[Start]
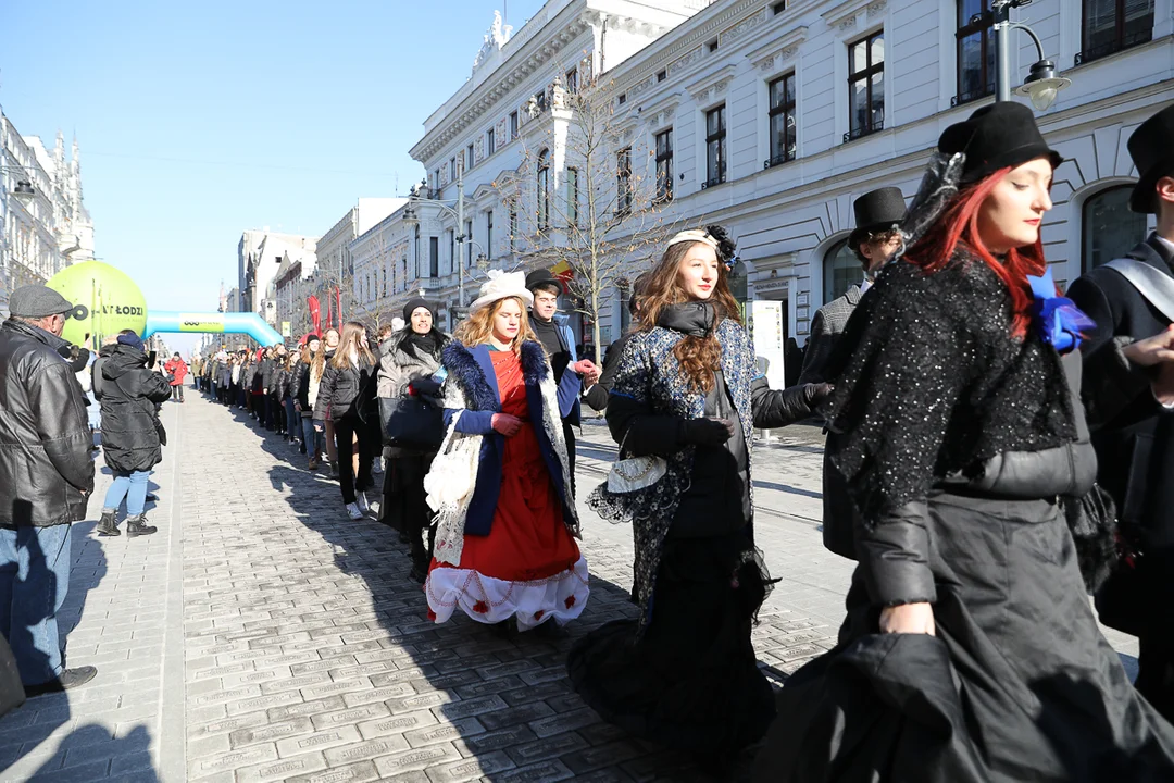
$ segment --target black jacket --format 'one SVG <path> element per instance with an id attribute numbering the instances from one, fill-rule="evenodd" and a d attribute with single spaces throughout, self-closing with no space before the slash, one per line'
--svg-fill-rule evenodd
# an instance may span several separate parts
<path id="1" fill-rule="evenodd" d="M 612 396 L 612 384 L 615 383 L 615 369 L 620 366 L 623 346 L 628 344 L 629 339 L 632 339 L 632 332 L 612 343 L 603 358 L 603 372 L 600 374 L 599 382 L 583 394 L 583 399 L 595 411 L 602 411 L 607 407 L 608 398 Z"/>
<path id="2" fill-rule="evenodd" d="M 163 460 L 163 426 L 155 404 L 171 396 L 167 378 L 147 369 L 147 355 L 129 345 L 104 345 L 102 451 L 114 473 L 149 471 Z"/>
<path id="3" fill-rule="evenodd" d="M 1174 277 L 1174 257 L 1155 236 L 1126 254 Z M 1122 529 L 1145 556 L 1119 568 L 1097 596 L 1101 622 L 1129 634 L 1174 639 L 1174 411 L 1151 392 L 1151 376 L 1120 349 L 1170 320 L 1125 277 L 1104 266 L 1078 278 L 1068 297 L 1097 322 L 1081 346 L 1081 397 L 1097 448 L 1098 481 L 1113 495 Z"/>
<path id="4" fill-rule="evenodd" d="M 86 518 L 93 440 L 81 386 L 58 355 L 68 345 L 9 318 L 0 325 L 0 526 Z M 86 494 L 83 494 L 86 493 Z"/>
<path id="5" fill-rule="evenodd" d="M 614 351 L 614 349 L 613 349 Z M 723 446 L 697 446 L 688 490 L 673 519 L 670 536 L 701 538 L 737 531 L 751 517 L 749 460 L 742 427 L 774 430 L 799 421 L 812 413 L 815 386 L 771 390 L 765 378 L 750 384 L 753 421 L 741 421 L 724 380 L 720 394 L 706 398 L 706 414 L 730 419 L 733 437 Z M 615 396 L 607 411 L 612 437 L 623 443 L 628 454 L 673 454 L 688 445 L 687 419 L 673 413 L 653 413 L 630 397 Z"/>
<path id="6" fill-rule="evenodd" d="M 378 386 L 378 364 L 367 364 L 359 357 L 359 366 L 339 370 L 333 360 L 326 362 L 313 405 L 315 419 L 338 421 L 348 416 L 369 420 L 375 410 Z"/>

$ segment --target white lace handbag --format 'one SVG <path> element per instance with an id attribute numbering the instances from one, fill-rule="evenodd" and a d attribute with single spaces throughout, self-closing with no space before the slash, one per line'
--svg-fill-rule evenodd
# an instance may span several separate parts
<path id="1" fill-rule="evenodd" d="M 477 486 L 477 468 L 481 459 L 481 439 L 461 436 L 453 443 L 457 421 L 463 411 L 457 411 L 448 432 L 445 433 L 440 451 L 432 460 L 432 468 L 424 477 L 427 504 L 438 514 L 452 514 L 473 493 Z"/>
<path id="2" fill-rule="evenodd" d="M 623 444 L 628 443 L 628 433 L 623 433 L 620 441 L 620 451 L 616 455 L 623 454 Z M 615 494 L 627 494 L 637 490 L 646 490 L 664 478 L 668 473 L 668 460 L 663 457 L 629 457 L 618 459 L 612 464 L 612 470 L 607 474 L 607 491 Z"/>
[End]
- **Goal**
Replace "black jacket" with "dark coat" in everything from the start of the entries down to the line containing "614 351 L 614", and give those lines again with nothing else changed and the pictures left out.

- **Reply to the exercise**
$ segment --target dark coat --format 'one SVG <path> element per instance with an id attribute numbering the instances from one, fill-rule="evenodd" and a d attribute with single spaces throughout, self-closing with no space before the slash, one per line'
--svg-fill-rule evenodd
# an instance may span several separate parts
<path id="1" fill-rule="evenodd" d="M 612 396 L 612 384 L 615 383 L 615 369 L 620 366 L 623 346 L 628 344 L 629 339 L 632 339 L 632 332 L 612 343 L 603 358 L 603 372 L 600 374 L 599 382 L 583 394 L 583 399 L 595 411 L 602 411 L 607 407 L 608 398 Z"/>
<path id="2" fill-rule="evenodd" d="M 163 460 L 163 426 L 155 404 L 171 396 L 167 378 L 147 369 L 147 355 L 129 345 L 104 345 L 102 451 L 114 473 L 149 471 Z"/>
<path id="3" fill-rule="evenodd" d="M 1174 277 L 1174 257 L 1155 236 L 1126 254 Z M 1122 529 L 1145 556 L 1119 568 L 1097 596 L 1101 622 L 1129 634 L 1174 639 L 1174 411 L 1151 392 L 1151 376 L 1120 349 L 1170 320 L 1125 277 L 1104 266 L 1078 278 L 1068 297 L 1097 322 L 1081 346 L 1081 397 L 1097 448 L 1098 481 L 1113 495 Z"/>
<path id="4" fill-rule="evenodd" d="M 86 518 L 93 440 L 81 386 L 58 355 L 68 345 L 9 318 L 0 325 L 0 526 Z M 86 494 L 83 494 L 86 493 Z"/>
<path id="5" fill-rule="evenodd" d="M 614 351 L 614 349 L 613 349 Z M 723 446 L 697 446 L 688 490 L 673 519 L 670 536 L 701 538 L 737 531 L 751 517 L 749 460 L 742 427 L 774 430 L 799 421 L 812 413 L 815 386 L 771 390 L 765 378 L 750 384 L 753 421 L 741 421 L 724 380 L 720 394 L 706 398 L 706 414 L 730 419 L 733 437 Z M 615 396 L 607 411 L 612 437 L 623 443 L 628 454 L 673 454 L 688 445 L 687 419 L 673 413 L 653 413 L 630 397 Z"/>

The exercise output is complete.